**Your goal**
Starting at the item containing "Could you mark every instance of the bird's eye" and ending at the last item, write out every line again, requests included, with each x and y coordinate in the answers shifted up by 146. Leave the pictures out.

- - -

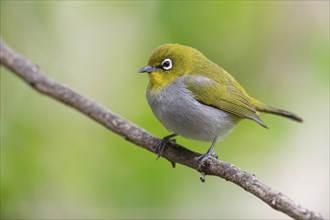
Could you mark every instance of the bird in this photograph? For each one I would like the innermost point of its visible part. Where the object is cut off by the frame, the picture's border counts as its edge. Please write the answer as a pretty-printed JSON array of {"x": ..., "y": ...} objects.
[{"x": 197, "y": 99}]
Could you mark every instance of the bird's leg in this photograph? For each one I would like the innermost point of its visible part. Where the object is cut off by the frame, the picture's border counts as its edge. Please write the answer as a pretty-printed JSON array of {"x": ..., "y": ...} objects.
[
  {"x": 161, "y": 146},
  {"x": 209, "y": 152}
]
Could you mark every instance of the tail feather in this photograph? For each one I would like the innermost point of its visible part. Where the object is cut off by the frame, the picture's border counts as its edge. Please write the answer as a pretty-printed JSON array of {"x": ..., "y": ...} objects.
[{"x": 260, "y": 107}]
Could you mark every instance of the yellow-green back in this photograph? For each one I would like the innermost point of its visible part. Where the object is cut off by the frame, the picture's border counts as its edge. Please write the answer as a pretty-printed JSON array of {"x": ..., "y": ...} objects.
[{"x": 221, "y": 91}]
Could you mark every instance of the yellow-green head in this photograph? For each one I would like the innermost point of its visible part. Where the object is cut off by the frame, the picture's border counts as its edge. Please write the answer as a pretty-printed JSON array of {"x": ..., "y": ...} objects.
[{"x": 170, "y": 61}]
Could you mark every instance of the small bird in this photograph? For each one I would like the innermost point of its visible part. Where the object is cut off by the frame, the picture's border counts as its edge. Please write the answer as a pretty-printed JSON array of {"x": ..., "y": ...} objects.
[{"x": 195, "y": 98}]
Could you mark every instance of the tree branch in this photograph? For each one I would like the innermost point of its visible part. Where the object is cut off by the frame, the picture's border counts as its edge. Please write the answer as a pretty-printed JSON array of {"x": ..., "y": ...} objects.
[{"x": 175, "y": 153}]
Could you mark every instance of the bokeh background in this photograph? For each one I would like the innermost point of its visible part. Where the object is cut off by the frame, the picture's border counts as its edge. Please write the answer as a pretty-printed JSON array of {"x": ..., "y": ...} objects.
[{"x": 59, "y": 164}]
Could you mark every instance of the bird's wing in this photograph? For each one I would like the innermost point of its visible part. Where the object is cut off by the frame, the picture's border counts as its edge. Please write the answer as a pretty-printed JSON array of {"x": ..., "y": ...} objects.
[{"x": 226, "y": 96}]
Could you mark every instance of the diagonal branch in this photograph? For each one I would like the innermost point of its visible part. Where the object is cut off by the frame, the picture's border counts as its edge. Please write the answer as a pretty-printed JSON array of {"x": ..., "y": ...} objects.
[{"x": 175, "y": 153}]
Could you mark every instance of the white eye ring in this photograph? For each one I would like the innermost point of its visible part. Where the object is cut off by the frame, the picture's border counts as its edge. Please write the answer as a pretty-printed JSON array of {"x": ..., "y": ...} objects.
[{"x": 167, "y": 64}]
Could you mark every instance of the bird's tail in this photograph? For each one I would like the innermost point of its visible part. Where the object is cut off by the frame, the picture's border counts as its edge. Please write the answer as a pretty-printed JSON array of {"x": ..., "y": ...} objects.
[{"x": 261, "y": 107}]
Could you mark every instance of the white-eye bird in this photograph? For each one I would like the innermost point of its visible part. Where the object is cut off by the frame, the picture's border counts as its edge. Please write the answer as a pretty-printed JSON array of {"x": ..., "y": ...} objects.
[{"x": 197, "y": 99}]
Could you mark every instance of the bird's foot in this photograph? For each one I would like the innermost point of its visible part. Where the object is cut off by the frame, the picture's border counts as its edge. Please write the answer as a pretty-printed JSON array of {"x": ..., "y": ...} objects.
[
  {"x": 162, "y": 145},
  {"x": 204, "y": 157}
]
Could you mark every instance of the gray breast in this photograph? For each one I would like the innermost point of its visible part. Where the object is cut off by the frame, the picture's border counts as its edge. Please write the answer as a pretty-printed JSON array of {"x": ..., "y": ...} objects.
[{"x": 176, "y": 108}]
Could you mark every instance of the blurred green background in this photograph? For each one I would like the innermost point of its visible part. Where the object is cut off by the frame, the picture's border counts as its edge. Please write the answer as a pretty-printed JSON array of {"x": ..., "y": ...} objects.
[{"x": 58, "y": 164}]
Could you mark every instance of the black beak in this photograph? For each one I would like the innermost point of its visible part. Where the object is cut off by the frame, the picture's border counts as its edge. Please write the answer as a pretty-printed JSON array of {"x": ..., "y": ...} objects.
[{"x": 147, "y": 69}]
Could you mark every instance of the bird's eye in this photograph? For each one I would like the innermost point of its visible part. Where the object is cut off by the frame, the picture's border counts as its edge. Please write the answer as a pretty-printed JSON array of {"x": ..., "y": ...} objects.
[{"x": 167, "y": 64}]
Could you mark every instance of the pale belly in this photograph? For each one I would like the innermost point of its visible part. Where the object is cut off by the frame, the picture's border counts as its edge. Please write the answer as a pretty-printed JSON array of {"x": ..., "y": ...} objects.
[{"x": 181, "y": 114}]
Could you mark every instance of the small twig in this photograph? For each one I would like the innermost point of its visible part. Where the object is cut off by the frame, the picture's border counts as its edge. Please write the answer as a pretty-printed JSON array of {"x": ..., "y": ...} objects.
[{"x": 175, "y": 153}]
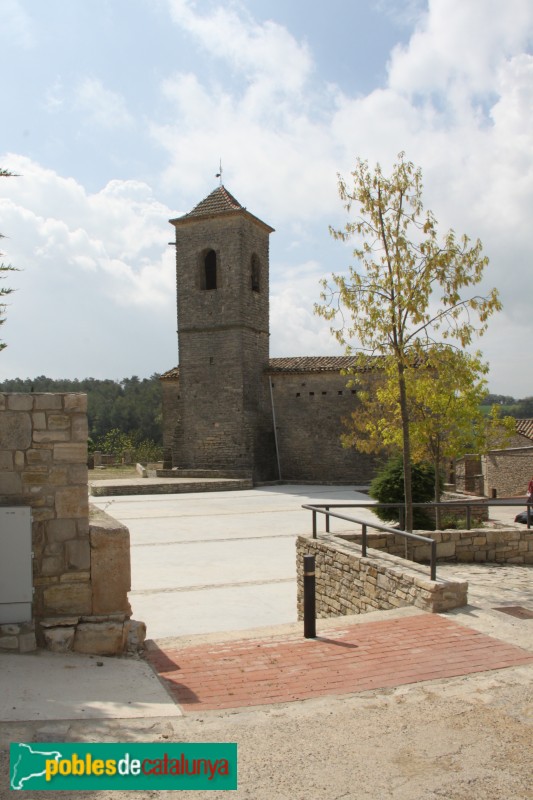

- - -

**Complete response**
Could you mark every instance of the bird's eye in this photograph? For each one I would like the innermost point of its visible part. Where the object is cut off by the frame, the picture's border counts as its edge. Please write the answer as a pretty-printed JSON array of {"x": ..., "y": ...} objects.
[{"x": 313, "y": 210}]
Could you mark every instance of the pale belly in this photograph? For each one I would like the innermost point of its visible part. Where the object is cut off by the frame, the picture's border counts as its edge. Please write the answer as a pretty-printed JSON array of {"x": ..., "y": ...} objects.
[{"x": 327, "y": 260}]
Could you mark every instance of the small twig in this photograph? For each one I would like the innermost point of its visible part. Where the object is cut off by the frame, the picture's border counts as its edge. Please write the answer as a pretty-printed JSON array of {"x": ..., "y": ...} objects.
[{"x": 321, "y": 299}]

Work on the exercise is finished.